#### What the exercise asks:
Convert every line of the entries below into a Markdown table with the columns Row and Text, numbering the rows and skipping blank lines. Leave the pictures out of the table.

#### Information supplied:
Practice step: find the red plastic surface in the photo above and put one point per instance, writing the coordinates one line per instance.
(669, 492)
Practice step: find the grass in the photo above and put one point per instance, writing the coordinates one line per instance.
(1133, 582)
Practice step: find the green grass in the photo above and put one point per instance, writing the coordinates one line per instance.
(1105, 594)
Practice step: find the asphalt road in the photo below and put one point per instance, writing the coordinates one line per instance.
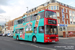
(8, 43)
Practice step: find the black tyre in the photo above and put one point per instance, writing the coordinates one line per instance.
(34, 39)
(17, 38)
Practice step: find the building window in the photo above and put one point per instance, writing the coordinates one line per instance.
(51, 7)
(54, 7)
(58, 20)
(41, 29)
(66, 10)
(73, 22)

#### Task result:
| Row | Text |
|---|---|
| 1 | Practice step: find the red plastic surface in the photo above and put one point per instance, writing the coordinates one line per instance. |
| 2 | (669, 492) |
| 3 | Practice step: find the grass in the photo above and put one point per instance, writing the coordinates one line per instance. |
| 4 | (1133, 582) |
| 5 | Practice step: find the green grass in the photo above and put one point per instance, writing the coordinates one line per instance. |
| 6 | (1105, 594) |
| 7 | Practice step: find the asphalt road in the photo below and put one point per instance, writing the coordinates one line per instance. |
| 8 | (8, 43) |
| 9 | Practice step: find the black tyre in the photo above and put one point per instance, writing the coordinates one line per instance. |
| 10 | (34, 39) |
| 11 | (17, 38) |
| 12 | Practice step: find the building window in the photo above and put one point per instance, writing the coordinates one line per instance. |
| 13 | (51, 7) |
| 14 | (54, 7) |
| 15 | (58, 20) |
| 16 | (41, 29) |
| 17 | (66, 10) |
| 18 | (73, 22) |